→ GIVEN TASK: Copy the listing below word for word, starting at its first line and ending at the line that contains "pixel 341 282", with both of those lines included.

⟨

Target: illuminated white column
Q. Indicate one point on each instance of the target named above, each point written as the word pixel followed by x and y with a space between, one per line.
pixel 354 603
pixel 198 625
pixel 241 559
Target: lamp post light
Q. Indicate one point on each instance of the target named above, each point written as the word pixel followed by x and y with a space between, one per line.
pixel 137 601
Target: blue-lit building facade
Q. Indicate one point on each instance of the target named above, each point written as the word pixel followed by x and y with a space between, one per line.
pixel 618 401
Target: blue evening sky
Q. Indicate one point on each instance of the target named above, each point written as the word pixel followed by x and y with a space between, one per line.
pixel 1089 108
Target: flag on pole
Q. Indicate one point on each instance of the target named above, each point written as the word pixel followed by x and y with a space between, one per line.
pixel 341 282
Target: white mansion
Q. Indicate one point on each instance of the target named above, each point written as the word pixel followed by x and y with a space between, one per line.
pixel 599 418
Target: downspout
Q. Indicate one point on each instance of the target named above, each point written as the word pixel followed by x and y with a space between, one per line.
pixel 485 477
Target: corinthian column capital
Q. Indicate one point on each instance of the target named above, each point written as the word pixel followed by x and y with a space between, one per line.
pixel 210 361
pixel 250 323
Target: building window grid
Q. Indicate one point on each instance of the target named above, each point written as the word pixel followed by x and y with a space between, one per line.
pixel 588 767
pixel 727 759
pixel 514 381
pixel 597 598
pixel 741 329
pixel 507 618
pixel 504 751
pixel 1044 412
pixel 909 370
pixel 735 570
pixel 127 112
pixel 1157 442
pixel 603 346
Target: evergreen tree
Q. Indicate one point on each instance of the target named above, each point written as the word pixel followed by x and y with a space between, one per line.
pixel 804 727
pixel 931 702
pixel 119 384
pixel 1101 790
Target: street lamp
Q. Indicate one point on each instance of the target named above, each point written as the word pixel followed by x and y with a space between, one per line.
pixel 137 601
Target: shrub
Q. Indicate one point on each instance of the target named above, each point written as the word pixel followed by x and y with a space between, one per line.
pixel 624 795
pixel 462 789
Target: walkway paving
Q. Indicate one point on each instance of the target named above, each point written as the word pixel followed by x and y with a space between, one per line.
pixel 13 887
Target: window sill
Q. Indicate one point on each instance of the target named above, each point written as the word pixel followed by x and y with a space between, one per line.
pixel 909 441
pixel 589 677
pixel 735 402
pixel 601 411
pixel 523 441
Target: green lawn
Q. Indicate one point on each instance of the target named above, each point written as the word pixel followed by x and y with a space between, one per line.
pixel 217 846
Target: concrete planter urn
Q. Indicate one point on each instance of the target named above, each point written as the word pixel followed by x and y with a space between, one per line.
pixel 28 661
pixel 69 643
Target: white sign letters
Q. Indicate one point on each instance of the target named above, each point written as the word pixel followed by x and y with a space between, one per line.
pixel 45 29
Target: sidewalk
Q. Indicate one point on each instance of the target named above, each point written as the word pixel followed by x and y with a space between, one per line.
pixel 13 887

⟩

→ ANSWER TO THE TASK:
Target: illuminated white column
Q. Indicate one point on each instance of the target named above, each point written as the word pixel followed by x and y with a space between, one per line.
pixel 354 603
pixel 198 625
pixel 241 559
Target: lamp post light
Q. Indicate one point on each instance of the target named above, each point written as the word pixel followed by x and y with a space between, one per line.
pixel 137 601
Target: blue-lit building facade
Q. Indicate one point on each instance of the target named above, each point written as the word pixel followed by x and y with a space between, one per line.
pixel 618 401
Target: blue evening sky
Q. Indicate one point on each instance of the target named above, each point written as the word pixel followed by x and y with a space between, one per line.
pixel 1089 108
Target: flag on pole
Q. Indicate one point on each instance of the target named above, each point written as the word pixel followed by x and y with a space between, one per line.
pixel 341 282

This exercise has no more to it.